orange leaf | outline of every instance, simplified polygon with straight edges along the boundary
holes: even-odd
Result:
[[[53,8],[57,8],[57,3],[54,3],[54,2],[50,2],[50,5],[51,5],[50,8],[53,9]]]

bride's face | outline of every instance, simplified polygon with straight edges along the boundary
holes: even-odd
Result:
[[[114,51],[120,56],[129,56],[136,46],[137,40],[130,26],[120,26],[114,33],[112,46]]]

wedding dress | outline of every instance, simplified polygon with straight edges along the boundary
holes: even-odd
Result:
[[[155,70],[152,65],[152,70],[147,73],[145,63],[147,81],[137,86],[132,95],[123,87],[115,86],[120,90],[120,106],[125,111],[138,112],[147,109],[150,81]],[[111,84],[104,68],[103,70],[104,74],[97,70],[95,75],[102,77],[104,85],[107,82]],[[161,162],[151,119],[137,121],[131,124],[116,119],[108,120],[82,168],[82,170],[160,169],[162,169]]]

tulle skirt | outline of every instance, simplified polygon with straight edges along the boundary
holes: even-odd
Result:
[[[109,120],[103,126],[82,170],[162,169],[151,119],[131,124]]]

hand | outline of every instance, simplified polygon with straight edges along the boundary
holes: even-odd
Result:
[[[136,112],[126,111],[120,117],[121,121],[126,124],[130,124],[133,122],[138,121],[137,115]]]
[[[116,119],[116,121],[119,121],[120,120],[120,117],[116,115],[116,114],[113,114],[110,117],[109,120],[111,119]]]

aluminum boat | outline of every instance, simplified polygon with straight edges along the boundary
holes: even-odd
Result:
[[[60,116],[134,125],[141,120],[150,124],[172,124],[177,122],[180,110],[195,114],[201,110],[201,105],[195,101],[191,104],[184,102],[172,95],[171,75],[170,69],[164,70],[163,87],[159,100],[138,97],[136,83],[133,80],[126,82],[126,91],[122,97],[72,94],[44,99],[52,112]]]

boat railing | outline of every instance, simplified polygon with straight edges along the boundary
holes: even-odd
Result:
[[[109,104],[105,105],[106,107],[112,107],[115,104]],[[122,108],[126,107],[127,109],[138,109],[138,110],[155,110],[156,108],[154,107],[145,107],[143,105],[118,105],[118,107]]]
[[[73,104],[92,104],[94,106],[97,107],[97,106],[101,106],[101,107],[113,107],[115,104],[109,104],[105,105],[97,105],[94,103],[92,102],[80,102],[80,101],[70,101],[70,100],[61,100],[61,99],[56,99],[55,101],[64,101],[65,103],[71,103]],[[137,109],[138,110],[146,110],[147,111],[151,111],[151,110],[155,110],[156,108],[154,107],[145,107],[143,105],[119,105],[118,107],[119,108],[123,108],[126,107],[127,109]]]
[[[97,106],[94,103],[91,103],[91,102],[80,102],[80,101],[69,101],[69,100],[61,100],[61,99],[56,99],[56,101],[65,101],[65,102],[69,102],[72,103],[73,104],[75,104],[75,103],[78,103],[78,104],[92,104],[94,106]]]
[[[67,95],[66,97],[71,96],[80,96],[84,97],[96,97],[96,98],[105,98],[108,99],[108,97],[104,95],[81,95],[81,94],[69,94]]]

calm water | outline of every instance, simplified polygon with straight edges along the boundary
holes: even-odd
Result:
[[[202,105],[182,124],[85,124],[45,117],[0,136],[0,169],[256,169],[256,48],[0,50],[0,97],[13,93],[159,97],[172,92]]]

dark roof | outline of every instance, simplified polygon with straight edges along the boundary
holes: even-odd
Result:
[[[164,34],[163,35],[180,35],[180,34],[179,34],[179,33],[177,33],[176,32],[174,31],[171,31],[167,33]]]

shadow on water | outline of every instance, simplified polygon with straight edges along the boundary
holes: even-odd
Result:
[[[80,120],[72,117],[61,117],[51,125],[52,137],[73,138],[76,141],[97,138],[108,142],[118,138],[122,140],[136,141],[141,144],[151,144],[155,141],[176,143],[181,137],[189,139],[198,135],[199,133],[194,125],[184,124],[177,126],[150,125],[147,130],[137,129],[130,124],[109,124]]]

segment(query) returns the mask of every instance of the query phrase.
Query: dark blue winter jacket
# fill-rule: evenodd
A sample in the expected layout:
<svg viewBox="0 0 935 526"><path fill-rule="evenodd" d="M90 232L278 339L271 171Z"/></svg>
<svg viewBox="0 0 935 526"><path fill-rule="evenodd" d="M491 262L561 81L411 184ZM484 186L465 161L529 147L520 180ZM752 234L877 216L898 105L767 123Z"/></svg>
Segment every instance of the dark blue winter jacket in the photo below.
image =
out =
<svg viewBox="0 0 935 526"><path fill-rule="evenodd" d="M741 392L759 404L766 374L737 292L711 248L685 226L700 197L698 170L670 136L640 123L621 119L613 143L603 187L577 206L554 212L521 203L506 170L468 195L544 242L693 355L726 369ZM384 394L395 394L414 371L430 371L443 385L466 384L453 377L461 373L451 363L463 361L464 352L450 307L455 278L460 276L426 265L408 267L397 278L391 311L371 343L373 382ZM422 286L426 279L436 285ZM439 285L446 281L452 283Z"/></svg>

-------

Reproduce the records above line for line, keeping every character unchanged.

orange leaf | outline of every instance, simplified polygon with straight edges along the boundary
holes: even-odd
Result:
[[[53,8],[57,8],[57,3],[54,3],[54,2],[50,2],[50,5],[51,5],[50,8],[53,9]]]

bride's face | outline of every instance, simplified polygon with straight edges along the boundary
holes: even-odd
Result:
[[[114,51],[120,56],[129,56],[136,46],[137,40],[130,26],[120,26],[114,33],[112,46]]]

wedding dress | outline of every instance, simplified polygon with straight edges along the boundary
holes: even-odd
Result:
[[[155,70],[152,65],[152,70],[147,73],[145,63],[147,81],[137,86],[132,95],[123,87],[115,86],[120,90],[120,106],[125,111],[138,112],[147,109],[150,81]],[[111,84],[104,68],[103,70],[104,74],[97,70],[95,75],[102,77],[104,85],[107,82]],[[161,162],[151,119],[137,121],[131,124],[116,119],[108,120],[82,168],[82,170],[160,169],[162,169]]]

tulle skirt | outline of every instance, simplified polygon with straight edges along the boundary
holes: even-odd
Result:
[[[109,120],[103,126],[82,170],[162,169],[151,119],[131,124]]]

hand | outline of every instance, simplified polygon with straight edges along the boundary
holes: even-odd
Result:
[[[136,112],[126,111],[120,117],[121,121],[126,124],[130,124],[133,122],[138,121],[137,115]]]
[[[116,119],[116,121],[119,121],[120,120],[120,117],[116,115],[116,114],[113,114],[110,117],[109,120],[111,119]]]

aluminum boat | outline of every instance, simplified polygon with straight edges along the boundary
holes: even-odd
Result:
[[[60,116],[134,125],[141,120],[150,124],[172,124],[177,122],[180,110],[195,114],[201,110],[201,105],[195,101],[191,104],[184,102],[172,95],[171,75],[170,69],[164,70],[163,87],[159,100],[138,97],[136,83],[133,80],[126,82],[126,91],[122,97],[72,94],[44,99],[52,112]]]

boat railing | outline of every instance, simplified polygon with straight edges along the boundary
holes: even-odd
Result:
[[[109,104],[105,105],[106,107],[112,107],[115,104]],[[122,108],[126,107],[127,109],[138,109],[138,110],[155,110],[156,108],[154,107],[145,107],[143,105],[118,105],[118,107]]]
[[[73,104],[92,104],[94,106],[97,107],[97,106],[101,106],[101,107],[113,107],[115,104],[109,104],[105,105],[97,105],[94,103],[92,102],[80,102],[80,101],[70,101],[70,100],[61,100],[61,99],[56,99],[55,101],[64,101],[65,103],[71,103]],[[137,109],[138,110],[146,110],[147,111],[151,111],[151,110],[155,110],[156,108],[154,107],[145,107],[143,105],[119,105],[118,107],[119,108],[123,108],[126,107],[127,109]]]
[[[97,106],[94,103],[91,103],[91,102],[80,102],[80,101],[69,101],[69,100],[61,100],[61,99],[56,99],[56,101],[65,101],[65,102],[69,102],[72,103],[73,104],[75,104],[75,103],[78,103],[78,104],[92,104],[94,106]]]
[[[67,95],[66,97],[71,96],[80,96],[84,97],[96,97],[96,98],[105,98],[108,99],[108,97],[104,95],[81,95],[81,94],[69,94]]]

calm water | outline of every instance, simplified polygon with straight edges along the boundary
holes: even-odd
Result:
[[[202,105],[182,124],[85,124],[45,117],[0,136],[0,169],[256,169],[256,48],[0,50],[0,97],[13,93],[159,97],[172,92]]]

dark roof | outline of every instance, simplified polygon with straight edges along the boundary
holes: even-odd
Result:
[[[164,34],[163,35],[180,35],[180,34],[179,34],[179,33],[177,33],[176,32],[174,31],[171,31],[167,33]]]

shadow on water | outline of every instance, simplified polygon with straight edges along the boundary
holes: even-odd
Result:
[[[80,120],[72,117],[61,117],[51,125],[52,137],[73,138],[76,141],[97,138],[108,142],[118,138],[122,140],[136,141],[141,144],[151,144],[155,141],[176,143],[181,137],[189,139],[198,135],[199,133],[194,125],[184,124],[177,126],[150,125],[147,130],[137,129],[130,124],[109,124]]]

segment(query) returns the mask of every instance of the query phrase.
Query: dark blue winter jacket
# fill-rule: evenodd
A sample in the expected layout:
<svg viewBox="0 0 935 526"><path fill-rule="evenodd" d="M90 232L278 339L271 171Z"/></svg>
<svg viewBox="0 0 935 526"><path fill-rule="evenodd" d="M491 262L561 81L411 184ZM484 186L465 161L529 147L520 180ZM752 234L877 216L898 105L767 123Z"/></svg>
Segment every instance of the dark blue winter jacket in the photo below.
image =
out =
<svg viewBox="0 0 935 526"><path fill-rule="evenodd" d="M741 392L759 404L766 374L737 292L711 248L685 226L700 197L698 170L670 136L640 123L621 119L613 143L603 187L577 206L554 212L521 203L506 170L468 195L544 242L693 355L726 369ZM384 394L395 394L414 371L430 371L443 385L466 384L453 377L461 373L451 363L463 361L464 352L450 307L455 278L460 276L426 265L408 267L397 278L391 311L371 343L373 382ZM422 286L426 279L436 285ZM439 285L446 281L452 283Z"/></svg>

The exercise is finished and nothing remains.